Segmentation mask data:
▼

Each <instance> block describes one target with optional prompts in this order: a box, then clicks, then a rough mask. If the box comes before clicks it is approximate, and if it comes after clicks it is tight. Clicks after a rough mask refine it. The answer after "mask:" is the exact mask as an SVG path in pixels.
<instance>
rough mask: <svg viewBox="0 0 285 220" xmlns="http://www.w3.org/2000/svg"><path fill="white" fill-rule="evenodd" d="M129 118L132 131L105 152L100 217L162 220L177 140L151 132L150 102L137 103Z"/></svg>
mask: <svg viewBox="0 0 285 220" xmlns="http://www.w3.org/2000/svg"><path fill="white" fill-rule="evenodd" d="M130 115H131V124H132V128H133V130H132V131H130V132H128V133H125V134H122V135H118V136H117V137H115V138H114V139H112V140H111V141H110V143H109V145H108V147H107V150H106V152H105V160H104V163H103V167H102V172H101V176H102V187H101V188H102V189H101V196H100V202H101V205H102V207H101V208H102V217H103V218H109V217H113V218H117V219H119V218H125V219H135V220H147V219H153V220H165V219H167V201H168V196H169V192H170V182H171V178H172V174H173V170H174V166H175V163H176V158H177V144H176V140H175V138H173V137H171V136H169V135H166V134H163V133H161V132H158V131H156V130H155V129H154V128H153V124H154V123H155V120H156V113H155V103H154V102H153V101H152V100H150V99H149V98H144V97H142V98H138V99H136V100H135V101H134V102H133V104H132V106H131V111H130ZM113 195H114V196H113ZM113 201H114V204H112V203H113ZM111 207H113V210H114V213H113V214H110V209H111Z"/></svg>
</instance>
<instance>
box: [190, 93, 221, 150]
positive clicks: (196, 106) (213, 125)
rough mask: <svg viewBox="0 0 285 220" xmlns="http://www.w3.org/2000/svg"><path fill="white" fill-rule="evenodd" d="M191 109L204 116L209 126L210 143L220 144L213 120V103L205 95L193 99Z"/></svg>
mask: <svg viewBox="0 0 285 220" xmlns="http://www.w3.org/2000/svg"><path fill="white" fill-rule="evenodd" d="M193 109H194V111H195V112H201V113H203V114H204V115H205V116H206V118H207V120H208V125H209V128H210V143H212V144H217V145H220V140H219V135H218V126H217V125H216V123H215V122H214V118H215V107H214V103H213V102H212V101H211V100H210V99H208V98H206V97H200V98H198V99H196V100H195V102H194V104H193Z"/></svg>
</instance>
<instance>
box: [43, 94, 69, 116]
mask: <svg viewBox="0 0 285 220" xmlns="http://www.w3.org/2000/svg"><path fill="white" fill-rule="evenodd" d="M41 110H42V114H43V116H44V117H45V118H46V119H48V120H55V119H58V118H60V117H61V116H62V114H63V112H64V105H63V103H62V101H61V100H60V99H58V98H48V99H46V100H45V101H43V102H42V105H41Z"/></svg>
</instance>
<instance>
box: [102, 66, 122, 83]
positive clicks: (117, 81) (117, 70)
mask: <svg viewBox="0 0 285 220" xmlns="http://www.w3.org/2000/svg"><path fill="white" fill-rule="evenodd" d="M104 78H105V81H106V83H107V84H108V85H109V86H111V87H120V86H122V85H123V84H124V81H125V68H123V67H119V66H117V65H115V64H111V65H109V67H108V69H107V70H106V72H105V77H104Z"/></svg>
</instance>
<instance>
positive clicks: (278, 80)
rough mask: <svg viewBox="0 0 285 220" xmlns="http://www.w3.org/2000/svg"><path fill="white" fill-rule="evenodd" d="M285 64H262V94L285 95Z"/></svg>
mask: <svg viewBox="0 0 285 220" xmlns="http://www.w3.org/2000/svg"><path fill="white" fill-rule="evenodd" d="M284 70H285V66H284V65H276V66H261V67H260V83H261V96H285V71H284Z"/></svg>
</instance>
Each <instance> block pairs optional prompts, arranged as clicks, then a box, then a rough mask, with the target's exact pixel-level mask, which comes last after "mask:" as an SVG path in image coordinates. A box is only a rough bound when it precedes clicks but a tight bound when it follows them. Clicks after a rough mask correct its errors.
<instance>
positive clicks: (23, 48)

▲

Note every line of the entries in which "block" appears, and copy it down.

Each <instance> block describes one target with optional prompts in this order: a box, then clicks, then a rough mask. If the box comes before clicks it is approximate, and if it comes after clicks it is tight. Clicks after a rough mask refine it. The answer after "mask:" is the exact mask as an SVG path in pixels.
Each <instance> block pairs optional prompts, arranged as clicks, then a box, then a rough mask, with the target's exact pixel-level mask, which comes last after "mask:" as an SVG path in image coordinates. A box is only a rough bound when it precedes clicks but a tight bound when it follows them. Clicks after a rough mask correct its errors.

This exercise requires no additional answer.